▶ [What you have to do]: In the listing below, copy out word for word the part that opens with the line containing "Can you find the dark" and closes with the line containing "<point>312,492</point>", including both of those lines.

▶ [Records for the exercise]:
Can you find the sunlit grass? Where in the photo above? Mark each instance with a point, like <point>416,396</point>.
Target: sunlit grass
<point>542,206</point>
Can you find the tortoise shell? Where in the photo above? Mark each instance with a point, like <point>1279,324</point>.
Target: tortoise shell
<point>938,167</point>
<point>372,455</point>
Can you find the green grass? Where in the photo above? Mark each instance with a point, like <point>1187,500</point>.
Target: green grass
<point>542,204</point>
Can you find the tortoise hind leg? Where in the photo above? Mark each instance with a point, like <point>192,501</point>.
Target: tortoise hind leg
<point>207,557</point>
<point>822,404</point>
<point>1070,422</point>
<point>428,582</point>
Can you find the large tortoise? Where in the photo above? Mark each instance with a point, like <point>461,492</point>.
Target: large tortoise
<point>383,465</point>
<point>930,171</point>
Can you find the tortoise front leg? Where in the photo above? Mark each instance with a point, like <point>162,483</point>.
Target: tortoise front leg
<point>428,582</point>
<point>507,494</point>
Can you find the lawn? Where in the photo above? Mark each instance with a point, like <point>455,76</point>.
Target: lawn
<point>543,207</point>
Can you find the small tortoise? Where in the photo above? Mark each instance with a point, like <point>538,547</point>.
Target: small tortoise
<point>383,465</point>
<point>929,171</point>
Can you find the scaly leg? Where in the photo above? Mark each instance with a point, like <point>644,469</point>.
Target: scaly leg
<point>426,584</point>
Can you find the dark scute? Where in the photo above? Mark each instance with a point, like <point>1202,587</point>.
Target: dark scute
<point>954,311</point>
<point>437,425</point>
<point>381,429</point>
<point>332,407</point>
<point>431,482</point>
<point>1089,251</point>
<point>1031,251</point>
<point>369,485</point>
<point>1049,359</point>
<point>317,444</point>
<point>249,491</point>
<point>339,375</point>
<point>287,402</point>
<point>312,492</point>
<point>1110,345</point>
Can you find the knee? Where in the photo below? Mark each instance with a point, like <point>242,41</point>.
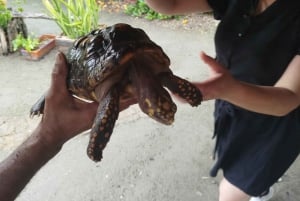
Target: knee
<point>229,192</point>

▶ [Exercise answer]:
Can you find the dark scute? Where in the photo above? Mark each instance with a point, like <point>1202,587</point>.
Target: dark scute
<point>954,311</point>
<point>437,425</point>
<point>381,429</point>
<point>332,407</point>
<point>431,482</point>
<point>1089,251</point>
<point>1031,251</point>
<point>369,485</point>
<point>1049,359</point>
<point>317,444</point>
<point>249,491</point>
<point>339,375</point>
<point>287,402</point>
<point>312,492</point>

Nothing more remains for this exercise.